- **DIRECTIVE**
Repeat each line of the material exactly.

- **EXCERPTED RECORDS**
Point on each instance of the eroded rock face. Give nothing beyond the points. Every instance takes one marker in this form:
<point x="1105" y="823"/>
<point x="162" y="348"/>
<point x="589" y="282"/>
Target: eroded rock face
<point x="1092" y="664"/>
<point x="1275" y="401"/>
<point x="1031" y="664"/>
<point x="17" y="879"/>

- **SOLUTION TO THIS TASK**
Point on each instance of the eroded rock face. Give nothing beyond the points. Every instance takes one marker in this form:
<point x="1105" y="823"/>
<point x="162" y="348"/>
<point x="589" y="282"/>
Target: eroded rock face
<point x="1092" y="664"/>
<point x="1275" y="401"/>
<point x="1031" y="664"/>
<point x="17" y="879"/>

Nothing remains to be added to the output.